Thompson v. Bowman/Opinion of the Court

715926Thompson v. Bowman — Opinion of the CourtStephen Johnson Field

United States Supreme Court

73 U.S. 316

Thompson  v.  Bowman


There is no doubt that a copartnership may exist in the purchase and sale of real property, equally as in any other lawful business. Nor is there any doubt that each member of such copartnership possesses full authority to contract for the sale or other disposition of its entire property, though for technical reasons the legal title vested in all the copartners can only be transferred by their joint act. But the fact that real property is held in the joint names of several owners, or in the name of one for the benefit of all, is no evidence of copartnership between them with respect to it. In the absence of proof of its purchase with partnership funds for partnership purposes, real property standing in the names of several persons is deemed to be held by them as joint tenants, or as tenants in common; and none of the several owners possesses authority to sell or bind the interest of his co-owners.

But if the position assumed by the court were justified by the evidence, and the defendants were in fact copartners, in the ownership of the property, such copartnership was terminated by the sale made. The land was the only subject of the assumed copartnership; no pretence is made that it held any other property. With the sale, therefore, the business was completed, for which the supposed copartnership was formed; and this completion necessarily dissolved the relation of partners between the parties.

*What the task requires:*
Answer these questions from the Thompson v. Bowman opinion:
1. How can the legal title vested in all the copartners be transferred?
2. Without proof that it was bought with partnership funds for partnership purposes, how is real property standing in the names of several persons deemed to be held?
3. What was the only subject of the assumed copartnership?
The records come from a different source than the Thompson v. Bowman opinion.

*Stored data:*
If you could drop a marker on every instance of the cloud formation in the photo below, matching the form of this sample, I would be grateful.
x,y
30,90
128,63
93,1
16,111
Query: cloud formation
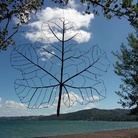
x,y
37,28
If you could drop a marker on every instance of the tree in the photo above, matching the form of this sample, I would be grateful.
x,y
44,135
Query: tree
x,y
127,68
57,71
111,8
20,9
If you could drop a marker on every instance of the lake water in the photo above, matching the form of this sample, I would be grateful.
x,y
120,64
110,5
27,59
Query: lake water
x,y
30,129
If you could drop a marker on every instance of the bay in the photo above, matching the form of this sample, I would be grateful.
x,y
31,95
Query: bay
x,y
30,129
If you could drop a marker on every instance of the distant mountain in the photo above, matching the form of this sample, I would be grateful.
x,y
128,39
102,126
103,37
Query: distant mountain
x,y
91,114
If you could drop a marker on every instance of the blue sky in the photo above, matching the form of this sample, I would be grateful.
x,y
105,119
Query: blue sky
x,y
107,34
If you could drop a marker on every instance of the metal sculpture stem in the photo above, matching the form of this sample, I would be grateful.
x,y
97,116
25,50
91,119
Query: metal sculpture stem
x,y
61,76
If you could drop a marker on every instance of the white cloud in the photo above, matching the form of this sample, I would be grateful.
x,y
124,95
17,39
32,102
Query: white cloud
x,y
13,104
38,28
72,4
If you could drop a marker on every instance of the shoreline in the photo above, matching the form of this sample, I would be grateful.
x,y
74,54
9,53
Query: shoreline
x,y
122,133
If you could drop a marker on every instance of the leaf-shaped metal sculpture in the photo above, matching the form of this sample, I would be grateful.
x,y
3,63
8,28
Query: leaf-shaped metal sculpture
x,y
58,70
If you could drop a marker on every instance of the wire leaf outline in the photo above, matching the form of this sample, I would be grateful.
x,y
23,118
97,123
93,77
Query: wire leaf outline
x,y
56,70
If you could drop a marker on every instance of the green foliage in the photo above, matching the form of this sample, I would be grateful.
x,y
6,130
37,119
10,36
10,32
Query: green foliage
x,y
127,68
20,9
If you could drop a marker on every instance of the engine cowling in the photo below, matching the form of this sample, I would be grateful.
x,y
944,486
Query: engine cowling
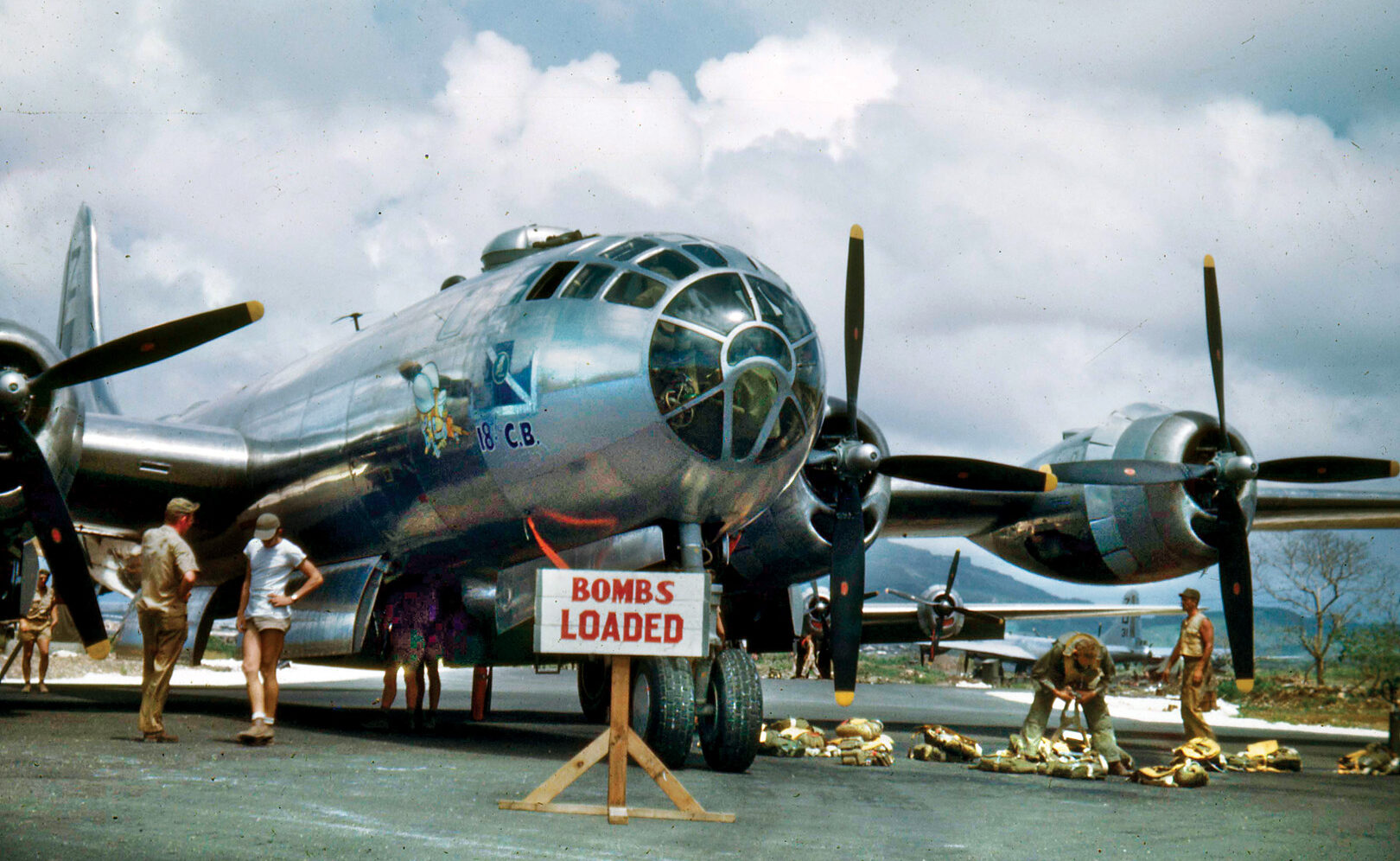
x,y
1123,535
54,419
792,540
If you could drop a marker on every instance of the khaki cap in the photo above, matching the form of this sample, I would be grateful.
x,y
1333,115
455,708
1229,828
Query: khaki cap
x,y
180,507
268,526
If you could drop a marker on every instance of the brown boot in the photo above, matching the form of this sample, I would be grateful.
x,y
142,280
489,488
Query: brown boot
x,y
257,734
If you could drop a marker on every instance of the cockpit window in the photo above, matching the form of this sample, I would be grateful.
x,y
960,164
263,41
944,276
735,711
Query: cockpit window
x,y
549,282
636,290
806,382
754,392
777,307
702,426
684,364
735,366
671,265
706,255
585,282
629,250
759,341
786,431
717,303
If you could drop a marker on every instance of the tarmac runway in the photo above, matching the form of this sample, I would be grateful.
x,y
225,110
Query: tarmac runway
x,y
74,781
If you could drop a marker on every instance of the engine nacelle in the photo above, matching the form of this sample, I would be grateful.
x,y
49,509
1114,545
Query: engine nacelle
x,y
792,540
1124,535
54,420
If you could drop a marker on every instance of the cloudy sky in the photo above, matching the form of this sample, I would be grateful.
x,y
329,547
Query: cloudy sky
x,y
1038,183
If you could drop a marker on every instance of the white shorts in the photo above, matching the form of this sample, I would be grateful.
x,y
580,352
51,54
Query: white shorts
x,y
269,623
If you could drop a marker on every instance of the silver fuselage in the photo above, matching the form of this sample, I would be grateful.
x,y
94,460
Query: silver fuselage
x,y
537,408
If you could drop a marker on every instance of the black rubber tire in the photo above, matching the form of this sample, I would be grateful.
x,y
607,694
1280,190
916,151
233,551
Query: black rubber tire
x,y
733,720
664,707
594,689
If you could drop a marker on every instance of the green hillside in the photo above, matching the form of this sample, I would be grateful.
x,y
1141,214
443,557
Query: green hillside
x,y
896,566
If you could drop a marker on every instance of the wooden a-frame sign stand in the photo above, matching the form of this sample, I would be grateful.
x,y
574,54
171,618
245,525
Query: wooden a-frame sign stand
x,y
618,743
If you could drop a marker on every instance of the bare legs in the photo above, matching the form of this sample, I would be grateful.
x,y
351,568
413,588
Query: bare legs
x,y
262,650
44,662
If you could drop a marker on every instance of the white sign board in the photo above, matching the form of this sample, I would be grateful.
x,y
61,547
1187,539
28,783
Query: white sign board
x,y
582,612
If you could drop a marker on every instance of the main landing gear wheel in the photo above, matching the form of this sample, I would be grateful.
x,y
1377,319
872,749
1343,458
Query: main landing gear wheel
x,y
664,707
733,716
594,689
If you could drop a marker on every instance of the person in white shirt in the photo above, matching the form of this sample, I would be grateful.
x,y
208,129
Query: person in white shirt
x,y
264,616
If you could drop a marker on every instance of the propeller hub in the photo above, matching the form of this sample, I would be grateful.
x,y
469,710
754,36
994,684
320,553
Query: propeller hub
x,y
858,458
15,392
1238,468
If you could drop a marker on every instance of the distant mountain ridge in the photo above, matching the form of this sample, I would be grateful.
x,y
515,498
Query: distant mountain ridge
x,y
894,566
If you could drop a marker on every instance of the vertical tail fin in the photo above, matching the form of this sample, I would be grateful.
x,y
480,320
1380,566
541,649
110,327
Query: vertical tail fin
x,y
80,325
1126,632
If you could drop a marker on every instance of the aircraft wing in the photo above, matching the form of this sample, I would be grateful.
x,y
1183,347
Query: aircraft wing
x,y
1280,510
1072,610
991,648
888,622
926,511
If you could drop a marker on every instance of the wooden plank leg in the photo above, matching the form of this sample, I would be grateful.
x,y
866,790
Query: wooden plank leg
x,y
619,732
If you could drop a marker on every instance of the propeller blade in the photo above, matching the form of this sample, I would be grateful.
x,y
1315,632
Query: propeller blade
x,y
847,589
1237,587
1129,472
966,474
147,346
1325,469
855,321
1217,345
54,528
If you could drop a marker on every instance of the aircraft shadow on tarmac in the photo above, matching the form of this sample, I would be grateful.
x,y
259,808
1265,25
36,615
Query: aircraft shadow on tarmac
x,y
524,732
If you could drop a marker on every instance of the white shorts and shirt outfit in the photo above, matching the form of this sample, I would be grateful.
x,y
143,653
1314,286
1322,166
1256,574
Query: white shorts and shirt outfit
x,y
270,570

*Response below:*
1. Only by the joint act of all the copartners.
2. By them as joint tenants, or as tenants in common.
3. The land.